_Task details_
State how many lines of the records contain the string "reflection". Give only the number.

_Records for processing_
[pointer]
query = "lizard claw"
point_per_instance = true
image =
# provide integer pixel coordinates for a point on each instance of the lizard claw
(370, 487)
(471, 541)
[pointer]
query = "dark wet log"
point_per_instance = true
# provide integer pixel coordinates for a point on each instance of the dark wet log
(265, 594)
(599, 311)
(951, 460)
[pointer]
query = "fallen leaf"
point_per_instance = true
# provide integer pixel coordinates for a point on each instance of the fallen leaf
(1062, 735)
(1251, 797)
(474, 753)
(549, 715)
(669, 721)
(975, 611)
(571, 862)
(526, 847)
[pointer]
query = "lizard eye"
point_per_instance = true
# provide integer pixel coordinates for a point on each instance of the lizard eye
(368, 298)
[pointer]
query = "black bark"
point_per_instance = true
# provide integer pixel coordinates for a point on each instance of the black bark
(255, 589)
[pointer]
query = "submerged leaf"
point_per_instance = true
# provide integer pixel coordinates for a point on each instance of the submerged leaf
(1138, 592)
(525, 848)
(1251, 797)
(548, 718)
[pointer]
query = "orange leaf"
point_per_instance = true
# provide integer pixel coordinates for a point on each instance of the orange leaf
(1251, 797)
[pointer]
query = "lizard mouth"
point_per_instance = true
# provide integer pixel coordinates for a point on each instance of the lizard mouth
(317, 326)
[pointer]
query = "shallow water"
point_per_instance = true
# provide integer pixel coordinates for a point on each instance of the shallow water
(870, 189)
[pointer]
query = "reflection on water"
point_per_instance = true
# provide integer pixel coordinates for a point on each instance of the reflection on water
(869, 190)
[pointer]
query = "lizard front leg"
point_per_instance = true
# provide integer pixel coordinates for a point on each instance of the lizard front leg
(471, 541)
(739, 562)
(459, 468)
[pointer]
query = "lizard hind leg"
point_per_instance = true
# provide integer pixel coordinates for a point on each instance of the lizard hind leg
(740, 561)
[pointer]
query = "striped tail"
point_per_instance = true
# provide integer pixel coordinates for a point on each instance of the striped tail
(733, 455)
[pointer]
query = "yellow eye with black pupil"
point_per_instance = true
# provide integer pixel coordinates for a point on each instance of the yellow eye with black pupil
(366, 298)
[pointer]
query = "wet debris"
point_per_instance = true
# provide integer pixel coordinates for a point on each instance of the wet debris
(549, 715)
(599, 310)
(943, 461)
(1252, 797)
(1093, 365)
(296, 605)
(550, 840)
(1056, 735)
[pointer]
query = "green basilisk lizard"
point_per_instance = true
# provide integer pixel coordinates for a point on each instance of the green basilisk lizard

_Worked answer_
2